((

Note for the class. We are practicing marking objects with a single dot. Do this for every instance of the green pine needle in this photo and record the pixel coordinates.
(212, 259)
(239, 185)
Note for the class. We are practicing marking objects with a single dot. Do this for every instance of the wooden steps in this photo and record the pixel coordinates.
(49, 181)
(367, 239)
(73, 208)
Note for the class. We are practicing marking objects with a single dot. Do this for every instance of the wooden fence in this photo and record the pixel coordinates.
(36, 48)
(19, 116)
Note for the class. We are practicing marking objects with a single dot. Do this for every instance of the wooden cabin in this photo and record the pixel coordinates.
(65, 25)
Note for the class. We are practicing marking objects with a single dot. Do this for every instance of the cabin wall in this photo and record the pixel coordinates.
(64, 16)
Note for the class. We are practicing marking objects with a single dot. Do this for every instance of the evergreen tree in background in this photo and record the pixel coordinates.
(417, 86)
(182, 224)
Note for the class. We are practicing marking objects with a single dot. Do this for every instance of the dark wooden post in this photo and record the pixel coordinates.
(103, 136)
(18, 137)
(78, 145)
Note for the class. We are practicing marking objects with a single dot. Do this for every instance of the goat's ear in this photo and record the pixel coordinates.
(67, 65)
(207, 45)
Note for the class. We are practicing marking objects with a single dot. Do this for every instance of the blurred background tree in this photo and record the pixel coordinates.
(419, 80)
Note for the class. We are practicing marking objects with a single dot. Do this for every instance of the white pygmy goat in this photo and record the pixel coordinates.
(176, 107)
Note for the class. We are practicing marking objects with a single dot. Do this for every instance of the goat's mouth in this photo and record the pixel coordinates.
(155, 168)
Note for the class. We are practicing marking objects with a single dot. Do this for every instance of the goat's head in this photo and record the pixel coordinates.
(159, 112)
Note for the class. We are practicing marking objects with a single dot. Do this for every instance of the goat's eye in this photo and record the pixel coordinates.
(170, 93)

))

### Problem to solve
Please transcribe each of the entries, exactly as written.

### Exercise result
Note for the class. We are practicing marking objects with a single dot. Do this for every instance of the green pine needle in this photo and record the pixel coordinates.
(212, 259)
(239, 185)
Note for the class. We are practicing marking objects with a single dot. Do this for every instance of the wooden steps in this photo and record the pixel coordinates.
(49, 181)
(367, 239)
(73, 208)
Note for the class. We are practicing marking objects with a single dot. Do this for every instance of the wooden fence in this photo and record the pixel coordinates.
(36, 48)
(19, 116)
Note for the class. We are practicing marking objects with a single dot. Do this for every instance of the wooden cabin in this photo and record the pixel coordinates.
(65, 25)
Note for the class. We are practicing marking objects with a single dot. Do this for every instance of the cabin wall in this photo and record the pixel coordinates.
(64, 16)
Note for the class. We are practicing marking objects with a single dot. Do this for every instance of the evergreen tree in background in this photo and record the pixel coordinates.
(417, 86)
(182, 224)
Note for the class. We are practicing marking objects with a single dot. Do this for every instance of the dark wooden post in this photo and record the pixel coordinates.
(103, 136)
(18, 137)
(78, 145)
Note for the class. We are practicing marking objects with a single dot. Do this for every instance of the goat's ear in this photo and record the pixel coordinates.
(67, 65)
(207, 45)
Note for the class. We are practicing marking objects with a single dot. Do this for every instance of the blurred background tree in this photo and record the pixel coordinates.
(419, 80)
Note for the class. We are practicing marking objects with a single dot. Do this for every instance of the white pygmy goat in this photo and record the pixel coordinates.
(176, 107)
Note for the class. We are practicing marking objects with a single dot. Do this for every instance of the goat's mouth in this photo and record the pixel coordinates.
(155, 168)
Note for the class. We are practicing marking objects with a single dot. Do this for every instance of the goat's head in this photo and record the pixel coordinates.
(159, 112)
Note for the class. We are practicing marking objects with a single dot. Do this for every instance of the goat's eye in this photo and record the pixel coordinates.
(170, 93)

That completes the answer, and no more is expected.